**Task prompt**
Copy out verbatim the part of the rows below that opens with the line containing "Practice: put a marker on each instance of the elderly" and closes with the final row, including both of those lines.

═════ Data ═════

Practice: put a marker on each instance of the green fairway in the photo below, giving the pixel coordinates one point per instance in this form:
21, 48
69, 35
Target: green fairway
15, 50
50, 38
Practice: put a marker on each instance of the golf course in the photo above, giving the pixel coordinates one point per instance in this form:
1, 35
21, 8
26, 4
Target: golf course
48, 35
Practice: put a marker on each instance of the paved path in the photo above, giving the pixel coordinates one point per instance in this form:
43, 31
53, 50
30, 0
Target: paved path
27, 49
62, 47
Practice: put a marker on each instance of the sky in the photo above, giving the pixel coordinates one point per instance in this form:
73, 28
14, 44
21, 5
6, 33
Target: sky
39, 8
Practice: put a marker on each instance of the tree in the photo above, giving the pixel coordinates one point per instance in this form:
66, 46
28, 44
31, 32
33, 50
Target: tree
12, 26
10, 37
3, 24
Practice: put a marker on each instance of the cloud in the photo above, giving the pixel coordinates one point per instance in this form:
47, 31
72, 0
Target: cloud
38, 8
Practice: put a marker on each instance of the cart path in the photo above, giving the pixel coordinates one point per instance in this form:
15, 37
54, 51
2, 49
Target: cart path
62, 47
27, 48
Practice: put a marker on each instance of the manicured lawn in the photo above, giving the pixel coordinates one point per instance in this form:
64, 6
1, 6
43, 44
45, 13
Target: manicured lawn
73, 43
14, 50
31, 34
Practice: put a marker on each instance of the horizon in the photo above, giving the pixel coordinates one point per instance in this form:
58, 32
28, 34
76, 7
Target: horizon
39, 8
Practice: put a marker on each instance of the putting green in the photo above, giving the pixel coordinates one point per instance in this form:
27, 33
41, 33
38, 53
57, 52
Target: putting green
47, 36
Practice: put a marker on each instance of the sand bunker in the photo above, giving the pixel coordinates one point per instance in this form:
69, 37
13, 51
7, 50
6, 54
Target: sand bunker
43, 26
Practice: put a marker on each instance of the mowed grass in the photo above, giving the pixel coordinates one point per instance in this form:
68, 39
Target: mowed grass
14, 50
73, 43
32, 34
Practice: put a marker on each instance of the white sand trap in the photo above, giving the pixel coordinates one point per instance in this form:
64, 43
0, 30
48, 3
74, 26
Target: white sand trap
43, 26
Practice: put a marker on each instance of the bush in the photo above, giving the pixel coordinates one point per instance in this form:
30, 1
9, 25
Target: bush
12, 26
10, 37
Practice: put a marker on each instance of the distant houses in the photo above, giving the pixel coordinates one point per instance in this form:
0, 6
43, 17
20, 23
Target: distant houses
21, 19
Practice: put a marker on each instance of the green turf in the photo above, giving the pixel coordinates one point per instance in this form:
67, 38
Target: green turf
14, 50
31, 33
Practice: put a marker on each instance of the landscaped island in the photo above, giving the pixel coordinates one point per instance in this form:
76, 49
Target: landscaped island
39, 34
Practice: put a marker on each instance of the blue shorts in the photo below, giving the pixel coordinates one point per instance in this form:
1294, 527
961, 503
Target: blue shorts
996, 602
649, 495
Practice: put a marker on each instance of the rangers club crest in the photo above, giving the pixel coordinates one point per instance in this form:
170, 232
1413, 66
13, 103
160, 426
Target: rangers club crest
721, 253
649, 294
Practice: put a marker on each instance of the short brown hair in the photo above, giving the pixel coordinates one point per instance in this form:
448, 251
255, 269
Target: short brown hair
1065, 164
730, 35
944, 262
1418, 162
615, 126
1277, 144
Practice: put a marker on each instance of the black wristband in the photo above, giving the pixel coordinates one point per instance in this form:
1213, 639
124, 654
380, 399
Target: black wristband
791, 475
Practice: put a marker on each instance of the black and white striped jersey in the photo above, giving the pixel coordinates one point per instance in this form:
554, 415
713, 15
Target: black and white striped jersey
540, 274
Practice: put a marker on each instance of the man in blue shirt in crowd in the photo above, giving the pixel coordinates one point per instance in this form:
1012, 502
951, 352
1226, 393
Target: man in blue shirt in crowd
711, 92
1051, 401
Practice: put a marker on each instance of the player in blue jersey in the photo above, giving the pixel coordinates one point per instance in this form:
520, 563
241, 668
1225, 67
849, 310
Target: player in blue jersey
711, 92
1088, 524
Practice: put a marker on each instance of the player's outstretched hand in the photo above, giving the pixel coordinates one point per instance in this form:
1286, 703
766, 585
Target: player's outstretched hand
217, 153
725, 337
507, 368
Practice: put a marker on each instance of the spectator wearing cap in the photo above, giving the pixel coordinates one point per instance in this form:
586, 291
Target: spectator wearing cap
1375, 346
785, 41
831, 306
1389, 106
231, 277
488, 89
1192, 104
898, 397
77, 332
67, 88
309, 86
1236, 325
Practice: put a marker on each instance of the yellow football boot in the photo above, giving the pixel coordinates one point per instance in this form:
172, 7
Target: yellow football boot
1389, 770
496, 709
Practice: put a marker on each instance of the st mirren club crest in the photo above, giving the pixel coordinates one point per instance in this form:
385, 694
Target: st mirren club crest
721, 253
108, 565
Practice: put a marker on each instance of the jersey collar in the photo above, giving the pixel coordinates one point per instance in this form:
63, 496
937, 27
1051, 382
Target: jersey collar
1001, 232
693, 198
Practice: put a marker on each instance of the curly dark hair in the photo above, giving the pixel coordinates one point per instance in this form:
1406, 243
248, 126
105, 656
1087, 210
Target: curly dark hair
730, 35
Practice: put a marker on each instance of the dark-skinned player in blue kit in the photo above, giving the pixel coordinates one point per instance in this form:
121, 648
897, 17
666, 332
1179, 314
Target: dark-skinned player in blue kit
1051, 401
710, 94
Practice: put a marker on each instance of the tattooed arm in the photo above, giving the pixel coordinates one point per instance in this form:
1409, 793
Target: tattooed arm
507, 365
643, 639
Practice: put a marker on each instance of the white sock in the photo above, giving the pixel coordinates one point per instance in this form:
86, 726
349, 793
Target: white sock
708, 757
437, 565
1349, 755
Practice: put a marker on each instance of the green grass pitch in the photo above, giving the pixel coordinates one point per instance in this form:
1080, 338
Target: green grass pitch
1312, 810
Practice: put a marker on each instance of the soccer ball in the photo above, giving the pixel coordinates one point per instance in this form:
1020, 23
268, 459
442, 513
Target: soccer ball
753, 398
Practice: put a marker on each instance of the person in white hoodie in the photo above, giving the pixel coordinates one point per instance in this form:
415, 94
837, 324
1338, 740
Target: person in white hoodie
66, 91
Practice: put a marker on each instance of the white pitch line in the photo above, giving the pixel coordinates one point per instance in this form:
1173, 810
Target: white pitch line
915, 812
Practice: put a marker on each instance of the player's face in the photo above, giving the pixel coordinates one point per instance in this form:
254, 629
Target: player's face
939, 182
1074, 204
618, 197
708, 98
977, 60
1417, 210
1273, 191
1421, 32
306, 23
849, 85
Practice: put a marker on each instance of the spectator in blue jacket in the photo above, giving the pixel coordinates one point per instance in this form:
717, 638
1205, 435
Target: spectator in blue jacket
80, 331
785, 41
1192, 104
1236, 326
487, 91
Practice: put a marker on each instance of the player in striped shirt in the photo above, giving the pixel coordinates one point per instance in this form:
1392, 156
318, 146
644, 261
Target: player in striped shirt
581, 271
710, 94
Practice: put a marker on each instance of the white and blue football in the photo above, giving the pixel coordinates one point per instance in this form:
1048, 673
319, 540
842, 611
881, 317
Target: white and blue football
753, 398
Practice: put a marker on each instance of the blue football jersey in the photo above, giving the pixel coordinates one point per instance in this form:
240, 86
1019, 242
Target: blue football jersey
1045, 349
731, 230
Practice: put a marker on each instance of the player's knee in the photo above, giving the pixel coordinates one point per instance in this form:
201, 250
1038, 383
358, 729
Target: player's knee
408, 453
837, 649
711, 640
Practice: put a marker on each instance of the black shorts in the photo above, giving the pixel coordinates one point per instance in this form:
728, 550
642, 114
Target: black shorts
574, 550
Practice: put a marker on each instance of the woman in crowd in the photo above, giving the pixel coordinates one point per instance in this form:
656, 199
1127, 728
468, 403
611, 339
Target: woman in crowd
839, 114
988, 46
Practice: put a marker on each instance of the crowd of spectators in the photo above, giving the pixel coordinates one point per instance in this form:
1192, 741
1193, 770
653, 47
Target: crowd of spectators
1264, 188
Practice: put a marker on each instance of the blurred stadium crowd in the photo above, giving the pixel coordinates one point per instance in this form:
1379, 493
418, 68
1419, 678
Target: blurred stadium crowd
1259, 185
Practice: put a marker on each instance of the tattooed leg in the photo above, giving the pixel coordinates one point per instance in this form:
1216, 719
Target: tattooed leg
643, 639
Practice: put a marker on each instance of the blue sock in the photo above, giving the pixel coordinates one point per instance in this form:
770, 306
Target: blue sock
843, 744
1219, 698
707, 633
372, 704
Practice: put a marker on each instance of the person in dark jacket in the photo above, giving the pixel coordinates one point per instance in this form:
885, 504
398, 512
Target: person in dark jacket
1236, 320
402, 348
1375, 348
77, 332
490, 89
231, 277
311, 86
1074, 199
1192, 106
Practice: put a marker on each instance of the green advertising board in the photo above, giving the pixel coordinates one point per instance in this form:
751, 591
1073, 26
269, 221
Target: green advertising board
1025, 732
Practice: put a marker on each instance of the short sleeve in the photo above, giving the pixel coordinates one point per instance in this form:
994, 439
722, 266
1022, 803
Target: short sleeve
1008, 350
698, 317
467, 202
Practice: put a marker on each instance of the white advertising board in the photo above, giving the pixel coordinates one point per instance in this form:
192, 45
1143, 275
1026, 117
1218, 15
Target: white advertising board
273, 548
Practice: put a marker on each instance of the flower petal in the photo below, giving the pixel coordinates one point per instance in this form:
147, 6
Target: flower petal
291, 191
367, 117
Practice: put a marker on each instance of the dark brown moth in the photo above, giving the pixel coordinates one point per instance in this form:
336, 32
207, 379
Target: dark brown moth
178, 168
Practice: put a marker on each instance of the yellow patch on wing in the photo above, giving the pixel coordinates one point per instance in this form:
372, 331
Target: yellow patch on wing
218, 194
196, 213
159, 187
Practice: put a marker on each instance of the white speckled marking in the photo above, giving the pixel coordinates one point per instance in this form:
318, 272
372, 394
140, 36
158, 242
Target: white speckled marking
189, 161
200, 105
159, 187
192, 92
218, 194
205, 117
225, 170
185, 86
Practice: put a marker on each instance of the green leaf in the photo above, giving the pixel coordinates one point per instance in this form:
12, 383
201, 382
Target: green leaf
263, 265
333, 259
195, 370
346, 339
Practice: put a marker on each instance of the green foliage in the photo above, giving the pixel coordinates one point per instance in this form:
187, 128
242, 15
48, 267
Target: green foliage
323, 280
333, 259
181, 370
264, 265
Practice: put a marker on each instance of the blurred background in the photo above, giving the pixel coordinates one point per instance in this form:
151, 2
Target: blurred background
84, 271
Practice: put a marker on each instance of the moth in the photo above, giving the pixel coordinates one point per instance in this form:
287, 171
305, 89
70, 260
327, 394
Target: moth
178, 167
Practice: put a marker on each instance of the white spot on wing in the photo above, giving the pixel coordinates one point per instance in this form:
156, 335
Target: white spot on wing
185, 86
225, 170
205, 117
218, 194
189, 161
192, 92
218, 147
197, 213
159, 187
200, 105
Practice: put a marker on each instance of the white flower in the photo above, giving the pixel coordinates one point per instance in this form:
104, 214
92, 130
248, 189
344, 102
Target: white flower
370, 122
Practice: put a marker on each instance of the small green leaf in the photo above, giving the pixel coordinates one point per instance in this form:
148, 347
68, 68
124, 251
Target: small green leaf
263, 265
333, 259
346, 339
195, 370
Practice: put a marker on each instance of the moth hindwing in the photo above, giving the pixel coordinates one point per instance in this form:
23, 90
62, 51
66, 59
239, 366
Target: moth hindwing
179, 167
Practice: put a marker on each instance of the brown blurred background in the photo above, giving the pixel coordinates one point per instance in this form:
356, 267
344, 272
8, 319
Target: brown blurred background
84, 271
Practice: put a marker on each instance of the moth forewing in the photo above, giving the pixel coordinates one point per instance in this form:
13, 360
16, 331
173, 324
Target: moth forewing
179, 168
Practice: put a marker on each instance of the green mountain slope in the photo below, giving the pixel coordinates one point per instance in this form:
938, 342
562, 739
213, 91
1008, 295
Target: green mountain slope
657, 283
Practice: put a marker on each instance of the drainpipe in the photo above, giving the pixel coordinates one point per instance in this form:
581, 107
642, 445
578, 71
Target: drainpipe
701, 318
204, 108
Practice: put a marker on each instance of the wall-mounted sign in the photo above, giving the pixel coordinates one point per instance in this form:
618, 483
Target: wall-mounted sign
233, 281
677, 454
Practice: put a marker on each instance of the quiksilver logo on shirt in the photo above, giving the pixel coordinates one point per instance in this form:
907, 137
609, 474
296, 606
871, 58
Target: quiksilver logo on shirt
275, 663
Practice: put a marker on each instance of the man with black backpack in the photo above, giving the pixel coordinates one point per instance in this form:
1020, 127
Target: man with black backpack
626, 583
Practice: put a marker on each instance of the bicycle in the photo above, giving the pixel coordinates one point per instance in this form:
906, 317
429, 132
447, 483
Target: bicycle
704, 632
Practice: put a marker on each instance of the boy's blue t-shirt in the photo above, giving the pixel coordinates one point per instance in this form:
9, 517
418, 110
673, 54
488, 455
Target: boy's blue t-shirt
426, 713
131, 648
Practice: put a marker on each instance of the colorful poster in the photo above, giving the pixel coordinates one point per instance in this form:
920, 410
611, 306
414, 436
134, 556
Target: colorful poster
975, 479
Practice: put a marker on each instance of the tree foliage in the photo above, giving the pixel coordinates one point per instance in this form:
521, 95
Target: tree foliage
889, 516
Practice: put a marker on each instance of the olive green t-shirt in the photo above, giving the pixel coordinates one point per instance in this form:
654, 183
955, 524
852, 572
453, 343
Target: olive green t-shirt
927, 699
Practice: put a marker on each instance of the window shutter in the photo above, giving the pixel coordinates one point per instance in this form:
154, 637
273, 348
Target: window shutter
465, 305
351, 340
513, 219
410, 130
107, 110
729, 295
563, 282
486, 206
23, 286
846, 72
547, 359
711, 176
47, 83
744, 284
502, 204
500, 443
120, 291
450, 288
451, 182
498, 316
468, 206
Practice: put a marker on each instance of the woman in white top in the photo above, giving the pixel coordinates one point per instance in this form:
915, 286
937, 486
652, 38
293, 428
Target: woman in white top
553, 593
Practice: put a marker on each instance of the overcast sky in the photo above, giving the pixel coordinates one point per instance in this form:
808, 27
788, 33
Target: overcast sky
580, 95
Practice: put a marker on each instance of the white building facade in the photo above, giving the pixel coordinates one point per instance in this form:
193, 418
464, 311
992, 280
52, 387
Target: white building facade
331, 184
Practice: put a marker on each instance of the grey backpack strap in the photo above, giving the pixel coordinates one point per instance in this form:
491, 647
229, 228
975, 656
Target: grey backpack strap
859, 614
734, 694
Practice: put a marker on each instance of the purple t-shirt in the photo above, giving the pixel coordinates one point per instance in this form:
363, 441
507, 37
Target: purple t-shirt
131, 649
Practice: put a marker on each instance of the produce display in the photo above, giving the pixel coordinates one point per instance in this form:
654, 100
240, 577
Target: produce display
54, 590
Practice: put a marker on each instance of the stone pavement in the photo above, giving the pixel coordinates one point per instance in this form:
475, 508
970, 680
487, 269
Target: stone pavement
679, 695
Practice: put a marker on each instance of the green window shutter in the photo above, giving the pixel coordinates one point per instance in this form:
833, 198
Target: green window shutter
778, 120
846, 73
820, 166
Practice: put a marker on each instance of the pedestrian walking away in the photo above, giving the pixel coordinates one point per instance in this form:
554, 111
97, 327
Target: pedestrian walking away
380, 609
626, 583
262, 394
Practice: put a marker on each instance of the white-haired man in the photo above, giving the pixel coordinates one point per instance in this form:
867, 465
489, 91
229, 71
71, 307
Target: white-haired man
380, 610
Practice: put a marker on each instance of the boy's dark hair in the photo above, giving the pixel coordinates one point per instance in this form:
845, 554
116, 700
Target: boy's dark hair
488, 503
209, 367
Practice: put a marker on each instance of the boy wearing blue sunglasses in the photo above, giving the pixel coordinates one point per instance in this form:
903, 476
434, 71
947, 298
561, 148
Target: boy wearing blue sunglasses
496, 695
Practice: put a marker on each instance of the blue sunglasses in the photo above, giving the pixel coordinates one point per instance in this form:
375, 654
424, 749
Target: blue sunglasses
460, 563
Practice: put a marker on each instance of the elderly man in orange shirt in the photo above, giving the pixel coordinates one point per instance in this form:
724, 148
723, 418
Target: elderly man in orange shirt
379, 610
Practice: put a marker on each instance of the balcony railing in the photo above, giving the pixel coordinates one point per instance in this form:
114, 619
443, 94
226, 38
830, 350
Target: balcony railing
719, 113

═════

**Exercise result**
Practice: put a marker on each instance of the elderly man in orange shirt in the photo above, giving the pixel coordinates one point per instance in this form:
724, 148
723, 418
Target: elderly man in orange shirt
379, 610
Practice: put a marker on each instance of the balcony railing in the photo above, giving the pixel coordinates one point per instance in this form:
114, 619
443, 94
226, 38
830, 350
Target: balcony railing
719, 113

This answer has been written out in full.